## [What is needed]
Can you write out these records again with every "white house" changed to "red barn" and nothing else altered?

## [Provided material]
# # # #

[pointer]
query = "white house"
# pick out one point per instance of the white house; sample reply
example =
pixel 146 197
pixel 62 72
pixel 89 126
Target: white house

# # # #

## [Response]
[pointer]
query = "red barn"
# pick out one point per instance of the red barn; sample reply
example =
pixel 146 197
pixel 62 72
pixel 89 126
Target: red barn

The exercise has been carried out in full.